*Polecenie zadania*. Skopiuj poniższe dane w całości, zachowując każdy znak bez zmian.

(Rekordy)

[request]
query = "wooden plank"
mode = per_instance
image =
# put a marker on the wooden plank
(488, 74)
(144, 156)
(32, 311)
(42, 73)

*Wynik zadania*.
[request]
query = "wooden plank"
mode = per_instance
image =
# put a marker on the wooden plank
(488, 74)
(144, 156)
(32, 311)
(42, 73)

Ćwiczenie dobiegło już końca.